RECORDS FOR THE EXERCISE
▽

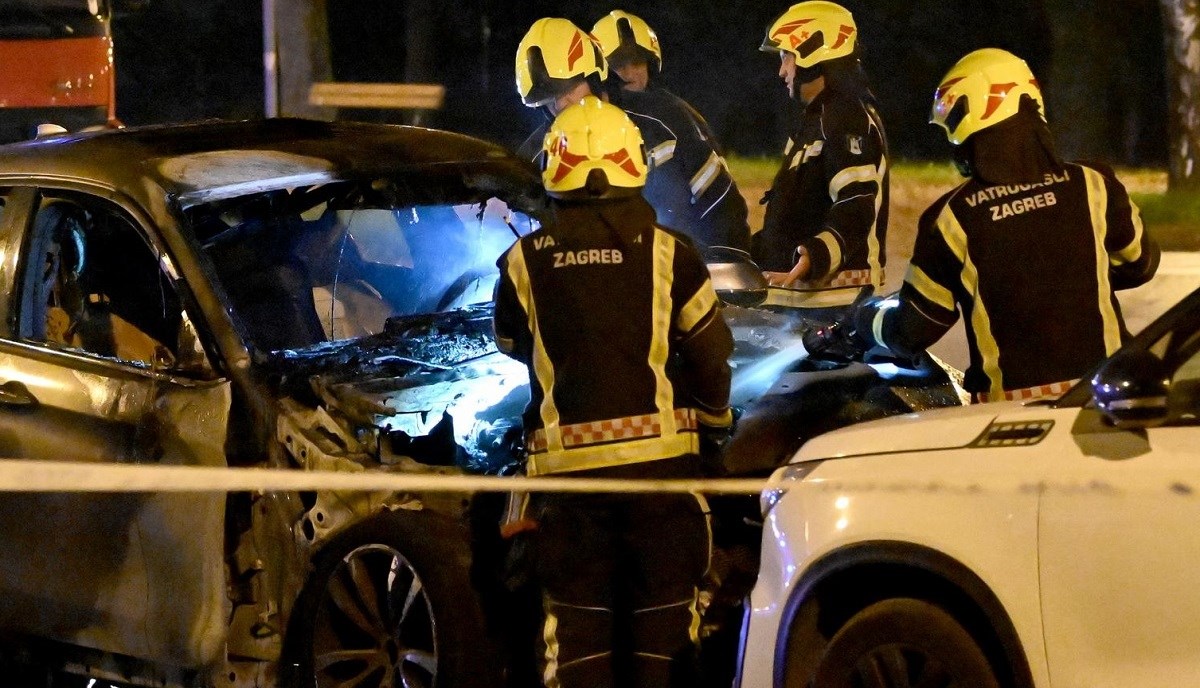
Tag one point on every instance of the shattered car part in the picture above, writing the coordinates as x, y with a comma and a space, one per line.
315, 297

△
▽

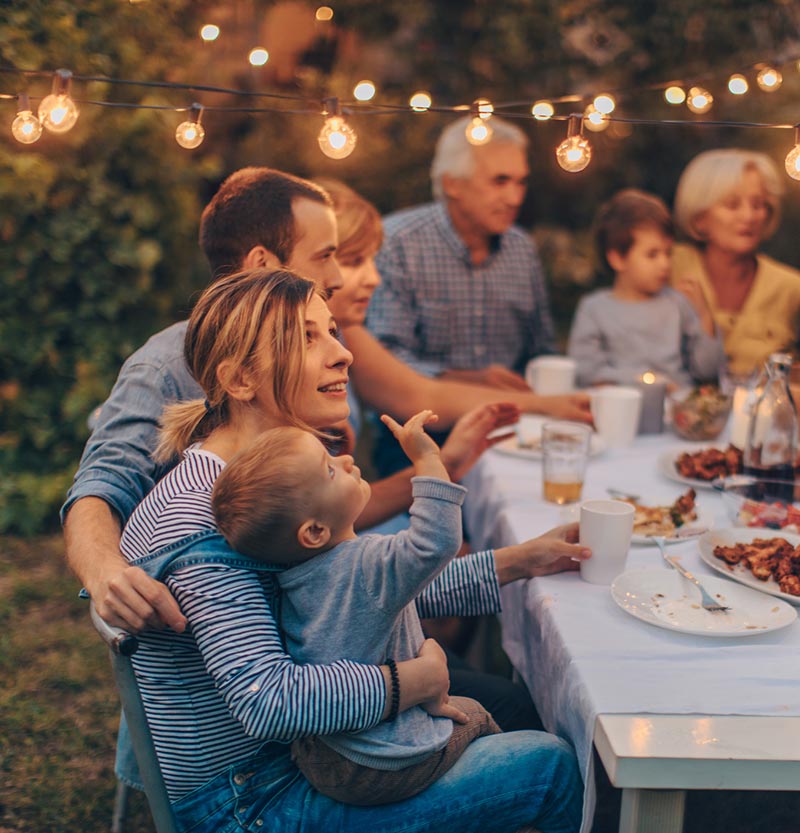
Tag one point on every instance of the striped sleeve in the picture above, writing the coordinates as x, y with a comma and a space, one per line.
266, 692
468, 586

△
▽

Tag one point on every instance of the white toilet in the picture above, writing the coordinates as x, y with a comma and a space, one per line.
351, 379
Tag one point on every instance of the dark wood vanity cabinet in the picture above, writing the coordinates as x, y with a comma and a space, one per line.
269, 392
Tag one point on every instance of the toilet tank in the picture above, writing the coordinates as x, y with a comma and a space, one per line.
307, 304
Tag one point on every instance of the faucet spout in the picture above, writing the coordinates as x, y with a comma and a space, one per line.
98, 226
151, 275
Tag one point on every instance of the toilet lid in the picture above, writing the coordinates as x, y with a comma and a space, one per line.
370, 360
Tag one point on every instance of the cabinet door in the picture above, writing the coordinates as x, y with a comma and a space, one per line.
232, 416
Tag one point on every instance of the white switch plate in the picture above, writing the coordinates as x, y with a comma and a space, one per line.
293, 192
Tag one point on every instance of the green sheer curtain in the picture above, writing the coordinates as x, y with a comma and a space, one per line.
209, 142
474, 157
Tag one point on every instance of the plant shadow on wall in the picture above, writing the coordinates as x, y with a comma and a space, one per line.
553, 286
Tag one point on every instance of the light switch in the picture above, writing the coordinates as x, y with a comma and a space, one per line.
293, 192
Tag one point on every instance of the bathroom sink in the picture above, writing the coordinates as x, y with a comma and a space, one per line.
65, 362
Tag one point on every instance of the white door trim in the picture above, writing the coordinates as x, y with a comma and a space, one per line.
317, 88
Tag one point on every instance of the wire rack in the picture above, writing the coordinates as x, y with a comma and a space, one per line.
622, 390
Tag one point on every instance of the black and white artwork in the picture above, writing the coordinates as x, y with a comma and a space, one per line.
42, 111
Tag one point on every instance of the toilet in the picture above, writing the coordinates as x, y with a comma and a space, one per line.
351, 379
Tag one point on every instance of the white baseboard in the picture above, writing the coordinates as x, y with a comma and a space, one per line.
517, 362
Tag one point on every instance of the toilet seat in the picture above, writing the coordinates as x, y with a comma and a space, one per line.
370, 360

△

DIRECTIONS
Extract every line of the data above that contains the word "cabinet", copying each line unchanged on its own line.

EXPECTED ANSWER
Tag one point on every instance of the dark wood vanity cabinet in the picture above, writing the coordinates as x, y with a comma and a space, one per line.
Tag one point on every instance of the cabinet door in the picture above, writing the coordinates as x, y with a comma and a space, one per line.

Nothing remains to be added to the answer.